'Entrepreneur survival school,' other resources help Utahns grow their small businesses
Kristin Murphy, Deseret News
SALT LAKE CITY — Dr. Donna Milavetz is the founder and CEO of OnSite Care, a company that operates workplace medical clinics.
Since 2007, Milavetz's business has provided “primary care at work” for employers in Utah and Arizona. Today, she oversees 40 employees at 13 clinics that generated about $2.5 million in revenues in 2013.
Despite the success of her growing enterprise that she started with no previous entrepreneurial experience, she said, “You really do need some business skills to run a successful business.”
That's what brought her to a table with other entrepreneurs and small-business managers in an upper-floor meeting room of the 222 Main Street building in downtown Salt Lake City.
She was a “student” at a professional workshop series called 10,000 Small Businesses, sponsored by global investment bank Goldman Sachs in partnership locally with Salt Lake Community College. The program offers small-business owners along the Wasatch Front access to a practical business and management education.

> **What to work on**:
**A.** In the article on Utah small-business resources, how many employees and clinics does Donna Milavetz oversee today?
**B.** Explain why, according to the article on Utah small-business resources, Milavetz joined other entrepreneurs in a meeting room at the 222 Main Street building.

> **Information provided**:
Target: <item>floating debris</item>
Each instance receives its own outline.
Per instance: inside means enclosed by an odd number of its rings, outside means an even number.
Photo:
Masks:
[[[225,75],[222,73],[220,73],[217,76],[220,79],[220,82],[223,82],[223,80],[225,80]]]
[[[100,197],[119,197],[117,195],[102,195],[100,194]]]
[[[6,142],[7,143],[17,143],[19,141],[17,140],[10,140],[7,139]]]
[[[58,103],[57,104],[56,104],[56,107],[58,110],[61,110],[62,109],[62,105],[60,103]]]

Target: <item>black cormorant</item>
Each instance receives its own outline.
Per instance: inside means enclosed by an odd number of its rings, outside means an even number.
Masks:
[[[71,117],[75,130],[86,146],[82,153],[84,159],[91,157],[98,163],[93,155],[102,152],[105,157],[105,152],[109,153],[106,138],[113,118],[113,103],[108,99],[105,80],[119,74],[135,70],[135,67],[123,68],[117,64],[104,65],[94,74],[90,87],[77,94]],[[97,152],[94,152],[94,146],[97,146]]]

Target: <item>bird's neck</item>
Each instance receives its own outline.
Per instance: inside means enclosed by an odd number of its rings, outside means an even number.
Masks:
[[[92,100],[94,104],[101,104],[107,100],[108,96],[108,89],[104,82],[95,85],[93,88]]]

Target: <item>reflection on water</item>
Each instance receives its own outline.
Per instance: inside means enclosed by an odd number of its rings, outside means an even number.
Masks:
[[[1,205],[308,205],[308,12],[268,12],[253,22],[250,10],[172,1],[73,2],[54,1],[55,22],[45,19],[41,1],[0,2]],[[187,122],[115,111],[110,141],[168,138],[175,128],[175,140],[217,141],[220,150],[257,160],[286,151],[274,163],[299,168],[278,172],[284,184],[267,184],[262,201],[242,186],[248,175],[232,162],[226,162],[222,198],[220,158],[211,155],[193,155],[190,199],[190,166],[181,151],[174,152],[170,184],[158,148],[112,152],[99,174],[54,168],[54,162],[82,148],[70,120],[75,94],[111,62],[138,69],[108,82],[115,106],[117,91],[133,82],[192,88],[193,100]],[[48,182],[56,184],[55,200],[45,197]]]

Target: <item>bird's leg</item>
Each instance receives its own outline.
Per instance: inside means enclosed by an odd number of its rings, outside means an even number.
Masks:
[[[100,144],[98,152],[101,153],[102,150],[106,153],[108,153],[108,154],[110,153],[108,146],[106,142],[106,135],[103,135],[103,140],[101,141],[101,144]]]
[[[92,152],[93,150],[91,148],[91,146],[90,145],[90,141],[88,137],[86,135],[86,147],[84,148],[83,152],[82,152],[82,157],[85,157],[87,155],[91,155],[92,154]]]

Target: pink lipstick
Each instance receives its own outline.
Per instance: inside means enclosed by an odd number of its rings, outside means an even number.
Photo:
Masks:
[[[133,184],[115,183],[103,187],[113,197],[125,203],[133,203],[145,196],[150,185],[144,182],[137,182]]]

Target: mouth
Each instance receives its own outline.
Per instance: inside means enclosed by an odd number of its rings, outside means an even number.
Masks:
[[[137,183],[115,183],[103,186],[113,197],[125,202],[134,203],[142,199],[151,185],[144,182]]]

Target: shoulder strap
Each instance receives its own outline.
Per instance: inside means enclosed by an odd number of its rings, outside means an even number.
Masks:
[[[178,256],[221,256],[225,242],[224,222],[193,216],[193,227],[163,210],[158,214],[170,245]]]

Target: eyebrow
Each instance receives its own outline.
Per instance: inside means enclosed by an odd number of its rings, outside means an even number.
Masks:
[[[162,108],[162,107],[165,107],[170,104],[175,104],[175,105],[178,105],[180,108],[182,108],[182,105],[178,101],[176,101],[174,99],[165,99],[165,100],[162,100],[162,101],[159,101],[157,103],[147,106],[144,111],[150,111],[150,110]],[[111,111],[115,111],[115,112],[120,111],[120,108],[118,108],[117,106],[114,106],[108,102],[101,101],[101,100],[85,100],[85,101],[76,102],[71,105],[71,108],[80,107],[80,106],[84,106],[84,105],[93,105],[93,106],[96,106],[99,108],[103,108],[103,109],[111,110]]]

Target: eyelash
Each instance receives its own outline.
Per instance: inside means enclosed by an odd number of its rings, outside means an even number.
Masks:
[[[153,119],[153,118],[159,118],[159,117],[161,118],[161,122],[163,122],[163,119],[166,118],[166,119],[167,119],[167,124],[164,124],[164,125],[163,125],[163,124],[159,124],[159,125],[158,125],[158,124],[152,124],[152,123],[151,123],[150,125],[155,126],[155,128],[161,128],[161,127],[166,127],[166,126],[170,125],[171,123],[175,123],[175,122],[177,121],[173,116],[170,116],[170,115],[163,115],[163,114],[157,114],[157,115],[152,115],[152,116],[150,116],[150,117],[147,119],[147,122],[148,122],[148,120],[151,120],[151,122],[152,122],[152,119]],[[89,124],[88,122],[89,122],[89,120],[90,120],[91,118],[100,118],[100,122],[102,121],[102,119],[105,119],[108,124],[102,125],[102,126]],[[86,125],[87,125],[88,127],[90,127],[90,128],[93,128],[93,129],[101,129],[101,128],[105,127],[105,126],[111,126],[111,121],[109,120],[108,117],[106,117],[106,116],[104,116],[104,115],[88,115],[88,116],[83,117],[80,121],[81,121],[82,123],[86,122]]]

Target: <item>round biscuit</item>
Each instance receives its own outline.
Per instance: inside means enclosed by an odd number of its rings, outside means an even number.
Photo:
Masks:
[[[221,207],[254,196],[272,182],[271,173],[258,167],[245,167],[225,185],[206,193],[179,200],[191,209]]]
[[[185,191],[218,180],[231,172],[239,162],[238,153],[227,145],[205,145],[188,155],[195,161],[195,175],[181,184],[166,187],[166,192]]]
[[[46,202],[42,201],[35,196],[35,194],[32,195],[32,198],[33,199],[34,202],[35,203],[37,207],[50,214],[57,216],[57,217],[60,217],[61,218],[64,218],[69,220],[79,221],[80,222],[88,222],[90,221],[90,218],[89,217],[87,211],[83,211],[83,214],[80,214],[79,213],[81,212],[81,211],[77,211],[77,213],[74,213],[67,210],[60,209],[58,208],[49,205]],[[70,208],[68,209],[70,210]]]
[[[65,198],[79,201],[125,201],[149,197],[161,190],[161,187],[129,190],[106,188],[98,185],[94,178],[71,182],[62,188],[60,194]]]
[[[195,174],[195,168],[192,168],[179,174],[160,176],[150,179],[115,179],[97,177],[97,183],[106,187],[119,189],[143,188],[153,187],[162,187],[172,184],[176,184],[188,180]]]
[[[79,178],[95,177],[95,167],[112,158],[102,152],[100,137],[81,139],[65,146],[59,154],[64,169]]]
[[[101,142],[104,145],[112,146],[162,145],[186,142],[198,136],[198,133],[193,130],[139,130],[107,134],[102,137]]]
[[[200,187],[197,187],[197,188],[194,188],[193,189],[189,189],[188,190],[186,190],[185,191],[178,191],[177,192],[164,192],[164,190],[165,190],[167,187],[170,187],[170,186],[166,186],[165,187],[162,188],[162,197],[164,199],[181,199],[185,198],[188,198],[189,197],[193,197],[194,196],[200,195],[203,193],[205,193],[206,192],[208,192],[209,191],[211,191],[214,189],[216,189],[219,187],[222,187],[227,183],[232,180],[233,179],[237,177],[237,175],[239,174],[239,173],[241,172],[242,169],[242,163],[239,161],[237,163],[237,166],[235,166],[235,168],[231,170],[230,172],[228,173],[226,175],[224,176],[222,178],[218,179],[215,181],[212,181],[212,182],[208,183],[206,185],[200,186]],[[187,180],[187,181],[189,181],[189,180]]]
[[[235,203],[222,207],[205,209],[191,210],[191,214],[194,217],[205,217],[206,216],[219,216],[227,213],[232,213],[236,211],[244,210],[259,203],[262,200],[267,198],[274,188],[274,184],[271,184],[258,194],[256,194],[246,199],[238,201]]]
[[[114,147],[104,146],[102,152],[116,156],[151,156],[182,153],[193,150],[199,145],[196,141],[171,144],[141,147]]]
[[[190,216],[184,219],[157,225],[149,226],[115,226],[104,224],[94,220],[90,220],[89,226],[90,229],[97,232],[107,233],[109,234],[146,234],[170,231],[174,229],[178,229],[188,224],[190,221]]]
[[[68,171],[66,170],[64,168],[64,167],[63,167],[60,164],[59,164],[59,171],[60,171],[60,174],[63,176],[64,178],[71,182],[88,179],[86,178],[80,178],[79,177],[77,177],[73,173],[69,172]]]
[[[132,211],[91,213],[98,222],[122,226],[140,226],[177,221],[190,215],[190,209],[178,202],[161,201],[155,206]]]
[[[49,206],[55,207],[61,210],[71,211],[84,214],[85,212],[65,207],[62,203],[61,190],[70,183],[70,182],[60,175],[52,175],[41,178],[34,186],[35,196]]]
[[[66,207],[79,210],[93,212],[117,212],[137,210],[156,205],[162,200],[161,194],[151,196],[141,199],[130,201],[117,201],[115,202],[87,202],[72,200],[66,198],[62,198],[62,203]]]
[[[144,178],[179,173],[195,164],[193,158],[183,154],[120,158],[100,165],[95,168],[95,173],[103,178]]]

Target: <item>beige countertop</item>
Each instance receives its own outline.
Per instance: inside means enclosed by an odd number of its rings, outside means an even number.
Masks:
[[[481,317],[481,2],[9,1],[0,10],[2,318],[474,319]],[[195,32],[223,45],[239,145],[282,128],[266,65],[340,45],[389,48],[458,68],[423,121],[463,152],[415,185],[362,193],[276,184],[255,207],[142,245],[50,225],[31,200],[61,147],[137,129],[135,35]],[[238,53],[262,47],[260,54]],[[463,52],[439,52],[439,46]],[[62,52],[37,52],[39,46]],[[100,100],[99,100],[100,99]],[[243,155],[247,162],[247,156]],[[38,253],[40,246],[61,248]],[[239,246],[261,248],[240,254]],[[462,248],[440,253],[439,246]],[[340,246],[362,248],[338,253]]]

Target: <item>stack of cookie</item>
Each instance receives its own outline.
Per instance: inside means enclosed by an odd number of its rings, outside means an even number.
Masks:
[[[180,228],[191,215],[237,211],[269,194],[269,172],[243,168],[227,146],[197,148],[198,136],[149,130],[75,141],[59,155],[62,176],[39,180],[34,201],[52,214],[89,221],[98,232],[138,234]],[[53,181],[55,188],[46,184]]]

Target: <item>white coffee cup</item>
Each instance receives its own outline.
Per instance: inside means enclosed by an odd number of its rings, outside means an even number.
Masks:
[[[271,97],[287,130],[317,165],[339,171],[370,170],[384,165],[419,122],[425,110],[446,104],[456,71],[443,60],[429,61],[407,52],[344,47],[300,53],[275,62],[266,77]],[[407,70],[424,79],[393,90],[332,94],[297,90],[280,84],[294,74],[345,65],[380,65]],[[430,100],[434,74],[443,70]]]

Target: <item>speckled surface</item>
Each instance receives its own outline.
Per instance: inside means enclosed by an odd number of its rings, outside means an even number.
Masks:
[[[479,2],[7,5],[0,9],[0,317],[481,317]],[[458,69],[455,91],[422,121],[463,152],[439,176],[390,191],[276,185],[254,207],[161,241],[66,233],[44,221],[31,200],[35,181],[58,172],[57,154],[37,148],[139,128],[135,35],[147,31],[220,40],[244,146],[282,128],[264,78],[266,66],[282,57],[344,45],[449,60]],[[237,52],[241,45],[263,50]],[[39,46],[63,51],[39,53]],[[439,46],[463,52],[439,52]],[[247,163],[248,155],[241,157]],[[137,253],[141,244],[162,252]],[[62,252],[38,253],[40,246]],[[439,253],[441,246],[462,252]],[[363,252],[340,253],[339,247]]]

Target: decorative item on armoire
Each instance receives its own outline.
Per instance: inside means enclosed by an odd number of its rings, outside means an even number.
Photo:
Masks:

> **Exercise responses**:
**A.** She oversees 40 employees at 13 clinics.

**B.** Milavetz said that you really do need some business skills to run a successful business, even though she had built OnSite Care without previous entrepreneurial experience. That view is what brought her to the 10,000 Small Businesses workshop series.